TASK TO COMPLETE
Transcribe all the records with complete accuracy.

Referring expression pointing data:
○ ○ ○ ○ ○ ○ ○

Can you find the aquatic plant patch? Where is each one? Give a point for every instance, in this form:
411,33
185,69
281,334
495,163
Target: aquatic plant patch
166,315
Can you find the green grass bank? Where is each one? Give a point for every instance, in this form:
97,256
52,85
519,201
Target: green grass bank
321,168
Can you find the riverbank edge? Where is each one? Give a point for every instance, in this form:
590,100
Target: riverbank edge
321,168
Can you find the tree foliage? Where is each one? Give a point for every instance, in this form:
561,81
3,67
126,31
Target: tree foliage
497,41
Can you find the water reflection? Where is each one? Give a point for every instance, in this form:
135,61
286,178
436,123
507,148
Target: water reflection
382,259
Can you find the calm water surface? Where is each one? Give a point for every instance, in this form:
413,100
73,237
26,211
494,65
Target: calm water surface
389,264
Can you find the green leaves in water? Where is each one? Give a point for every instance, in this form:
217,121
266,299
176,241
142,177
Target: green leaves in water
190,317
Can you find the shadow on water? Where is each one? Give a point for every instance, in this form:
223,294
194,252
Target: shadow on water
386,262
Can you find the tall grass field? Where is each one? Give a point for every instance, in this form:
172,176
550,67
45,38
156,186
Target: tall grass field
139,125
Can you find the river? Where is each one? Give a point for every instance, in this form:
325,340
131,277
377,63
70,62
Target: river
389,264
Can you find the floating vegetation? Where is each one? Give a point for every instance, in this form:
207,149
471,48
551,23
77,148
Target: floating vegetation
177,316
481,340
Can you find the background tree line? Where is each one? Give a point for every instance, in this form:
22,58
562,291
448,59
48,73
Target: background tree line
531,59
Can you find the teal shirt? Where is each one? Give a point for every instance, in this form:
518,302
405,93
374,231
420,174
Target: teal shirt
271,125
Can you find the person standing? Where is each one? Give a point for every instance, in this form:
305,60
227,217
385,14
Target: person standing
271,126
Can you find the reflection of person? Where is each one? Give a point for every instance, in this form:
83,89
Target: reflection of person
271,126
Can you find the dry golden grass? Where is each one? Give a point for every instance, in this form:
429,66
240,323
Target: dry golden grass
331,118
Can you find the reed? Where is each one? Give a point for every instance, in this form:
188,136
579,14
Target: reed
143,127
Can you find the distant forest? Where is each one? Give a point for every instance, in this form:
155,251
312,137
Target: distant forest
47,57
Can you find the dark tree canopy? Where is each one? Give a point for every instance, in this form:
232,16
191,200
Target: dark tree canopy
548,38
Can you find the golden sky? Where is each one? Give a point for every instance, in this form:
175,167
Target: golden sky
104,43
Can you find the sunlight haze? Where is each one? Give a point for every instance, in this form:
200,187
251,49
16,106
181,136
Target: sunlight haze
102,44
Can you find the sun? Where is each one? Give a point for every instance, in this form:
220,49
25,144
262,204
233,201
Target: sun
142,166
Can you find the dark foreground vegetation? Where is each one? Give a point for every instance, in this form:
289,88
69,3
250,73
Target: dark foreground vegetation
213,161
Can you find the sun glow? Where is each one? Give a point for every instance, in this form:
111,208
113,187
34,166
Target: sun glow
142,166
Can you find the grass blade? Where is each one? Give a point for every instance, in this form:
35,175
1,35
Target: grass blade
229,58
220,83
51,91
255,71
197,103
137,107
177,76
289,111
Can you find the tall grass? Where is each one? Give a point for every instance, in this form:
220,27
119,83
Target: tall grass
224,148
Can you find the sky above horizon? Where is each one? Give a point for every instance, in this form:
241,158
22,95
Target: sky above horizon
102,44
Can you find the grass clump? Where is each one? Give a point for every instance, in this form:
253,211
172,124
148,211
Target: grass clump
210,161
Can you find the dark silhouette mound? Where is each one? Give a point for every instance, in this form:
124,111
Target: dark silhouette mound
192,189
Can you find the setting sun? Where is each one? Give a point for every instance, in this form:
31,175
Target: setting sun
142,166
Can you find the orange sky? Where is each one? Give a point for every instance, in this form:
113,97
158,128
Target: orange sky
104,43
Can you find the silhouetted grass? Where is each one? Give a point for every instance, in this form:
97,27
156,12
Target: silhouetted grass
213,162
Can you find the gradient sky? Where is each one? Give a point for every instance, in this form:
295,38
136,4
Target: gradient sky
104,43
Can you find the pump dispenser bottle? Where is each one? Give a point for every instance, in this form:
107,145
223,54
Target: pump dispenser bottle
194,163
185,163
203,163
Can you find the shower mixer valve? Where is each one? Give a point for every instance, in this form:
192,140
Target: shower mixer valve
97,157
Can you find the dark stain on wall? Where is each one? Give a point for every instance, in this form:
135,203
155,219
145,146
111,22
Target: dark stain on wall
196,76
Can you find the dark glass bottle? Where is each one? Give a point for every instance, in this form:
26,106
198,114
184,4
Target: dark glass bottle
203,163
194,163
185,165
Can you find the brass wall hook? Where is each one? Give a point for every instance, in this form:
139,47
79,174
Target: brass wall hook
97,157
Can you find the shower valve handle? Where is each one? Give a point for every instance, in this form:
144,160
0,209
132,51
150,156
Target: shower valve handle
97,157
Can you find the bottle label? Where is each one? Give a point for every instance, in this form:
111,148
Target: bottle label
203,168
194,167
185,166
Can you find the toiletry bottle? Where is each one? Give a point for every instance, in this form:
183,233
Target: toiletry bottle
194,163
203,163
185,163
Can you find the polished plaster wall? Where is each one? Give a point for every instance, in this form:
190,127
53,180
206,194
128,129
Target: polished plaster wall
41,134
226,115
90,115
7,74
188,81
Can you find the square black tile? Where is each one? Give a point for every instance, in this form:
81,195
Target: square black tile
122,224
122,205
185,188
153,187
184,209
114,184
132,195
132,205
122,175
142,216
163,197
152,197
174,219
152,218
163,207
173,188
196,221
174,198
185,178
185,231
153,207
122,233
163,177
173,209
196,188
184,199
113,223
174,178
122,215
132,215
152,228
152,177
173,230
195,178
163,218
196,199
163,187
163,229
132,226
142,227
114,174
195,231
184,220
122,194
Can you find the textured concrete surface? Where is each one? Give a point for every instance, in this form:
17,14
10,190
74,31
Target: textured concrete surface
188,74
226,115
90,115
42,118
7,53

○ ○ ○ ○ ○ ○ ○

TASK ANSWER
Can you find the aquatic plant patch? Where is each one? Give a point for every instance, in this form:
411,33
185,69
281,334
495,163
Target: aquatic plant patch
166,315
Can you find the green grass bank? Where is each one? Give a point for every instance, in this form:
97,256
52,85
519,201
Target: green grass bank
321,168
Can you find the riverbank edge? Where is each one? Give a point for every instance, in this form:
590,100
Target: riverbank edge
321,168
Can you find the tree foliage? Where is each one? Give a point for every instance, in this form:
561,81
3,67
126,31
Target: tree foliage
497,41
Can you find the water reflection? Where is each one? Give a point for every instance, in this form:
135,61
286,178
436,123
507,148
Target: water reflection
382,259
Can you find the calm water surface? Where is each one? Give a point for every instance, in this form:
413,100
73,237
26,211
494,65
Target: calm water surface
389,264
Can you find the green leaves in water? Where is each one? Give a point for every instance, in this form:
217,121
266,299
176,241
142,177
Target: green leaves in water
190,317
Can you find the shadow on water? Where is each one? Give a point for every instance, in this form:
223,294
194,252
Target: shadow on water
386,262
Can you find the tall grass field? Where is each one? Give a point for every instance, in this form:
172,176
550,67
45,38
156,186
Target: tall grass field
139,125
Can you find the river? Where is each one? Give a point for every instance, in this form:
325,340
131,277
377,63
70,62
Target: river
389,264
Can you find the floating vegetation? Where is each one? Give a point for every instance, in this form:
207,149
471,48
551,23
77,148
Target: floating vegetation
177,316
481,340
Can you find the background tree line? Where is each one? Give a point for every instance, in this form:
22,58
562,291
448,59
48,73
Target: background tree line
531,59
Can you find the teal shirt? Where is each one? Give a point for every instance, in this form:
518,302
405,93
374,231
420,174
Target: teal shirt
271,125
Can you find the person standing? Where is each one? Give a point for every instance, in this form:
305,60
227,217
385,14
Target: person standing
271,126
Can you find the reflection of person? Where is each one? Give a point for every instance, in this form:
83,89
Target: reflection of person
271,126
Can you find the dry golden grass? Where is each one? Give a point for every instance, in this form:
429,66
240,323
Target: dry golden grass
331,118
Can you find the reed? Where is each one? Give a point for every instance, in this form:
188,136
579,14
Target: reed
143,127
Can you find the distant forest? Where is each one? Give a point for every instance, in this form:
155,251
312,137
Target: distant forest
47,57
Can you find the dark tree canopy? Where is each one? Give a point for every instance, in this form:
232,16
191,200
Target: dark tree canopy
548,38
Can you find the golden sky? Where is each one? Give a point for every instance, in this form:
175,167
Target: golden sky
104,43
Can you find the sunlight haze? Where is each one? Give a point for every instance, in this form:
200,187
251,49
16,106
181,136
Target: sunlight haze
102,44
Can you find the sun? Where is each one? Give a point for every instance, in this form:
220,49
25,144
262,204
233,201
Target: sun
142,166
Can you find the dark foreground vegetation? Where is each one? Give a point for every instance, in this form:
289,88
69,3
250,73
Target: dark foreground vegetation
213,161
Can you find the sun glow? Where is each one? Give a point for every instance, in this form:
111,208
113,187
34,166
Target: sun glow
142,166
Can you find the grass blade? Where is each one? Give a point for every instance, in this form:
35,175
1,35
Target: grass blade
229,58
220,83
51,91
255,71
197,103
137,107
177,76
289,111
Can you find the tall grass? Where is each one? Give a point for every instance, in this form:
220,27
119,83
Target: tall grass
224,148
Can you find the sky above horizon? Where is each one? Give a point for every instance, in this form:
241,158
22,95
Target: sky above horizon
102,44
Can you find the grass clump? Where is each one? Give a point for every instance, in this form:
253,211
172,124
148,211
Target: grass clump
210,161
Can you find the dark silhouette mound? Where is each one? Give a point for every instance, in this form:
124,111
Target: dark silhouette mound
192,189
Can you find the setting sun? Where is each one? Give a point for every instance, in this form:
31,175
Target: setting sun
142,166
Can you find the orange sky? Where is each one? Give a point for every instance, in this form:
113,97
158,128
Target: orange sky
104,43
Can you find the silhouetted grass? Where is each one? Give a point for every instance, in this form:
97,27
156,12
Target: silhouetted grass
213,162
Can you find the gradient sky? Where is each one? Give a point for every instance, in this form:
295,38
136,4
Target: gradient sky
104,43
Can you find the pump dispenser bottle? Where is each one? Give a point for every instance, in this form:
107,145
223,54
Target: pump dispenser bottle
194,163
185,163
203,163
Can you find the shower mixer valve? Where is each one? Give a point for every instance, in this form:
192,140
Target: shower mixer valve
97,157
Can you find the dark stain on wall? Where is each one? Give a point for every instance, in this form:
135,203
155,219
145,146
111,22
Target: dark stain on wall
196,76
Can you find the dark glass bottle? Where is each one? Give a point for every instance, in this form:
26,106
198,114
184,4
Target: dark glass bottle
203,163
194,163
185,165
Can you find the brass wall hook? Where is each one? Give a point for every instance, in this form:
139,47
79,174
Target: brass wall hook
97,157
Can you find the shower valve handle? Where is each one? Give a point for every instance, in this form:
144,160
0,209
132,51
150,156
Target: shower valve handle
97,157
Can you find the bottle label? Where is each one? Give a point for every instance, in this form:
111,148
Target: bottle label
203,168
194,167
185,166
Can you find the toiletry bottle? Where is each one? Give a point for every instance, in this form:
183,233
Target: toiletry bottle
194,163
203,163
185,163
Can you find the polished plaster wall? Where is each one? Give a point for every instance, in this form:
190,127
53,180
206,194
128,129
Target: polished plaster wall
41,134
226,115
90,115
7,74
188,81
Can you find the square black tile? Where is each one? Give a point for every instance, in this form:
81,195
Target: square black tile
122,224
122,205
185,188
153,187
184,209
114,184
132,195
132,205
122,175
142,216
163,197
152,197
174,219
152,218
163,207
173,188
196,221
174,198
185,178
185,231
153,207
122,233
163,177
173,209
196,188
184,199
113,223
174,178
122,215
132,215
152,228
152,177
173,230
195,178
163,218
196,199
163,187
163,229
132,226
142,227
114,174
195,231
184,220
122,194
Can you find the textured concrete surface? Where is each one? Give a point for every instance, in this form:
17,14
10,190
74,31
Target: textured concrete surface
188,74
226,115
90,115
42,118
7,53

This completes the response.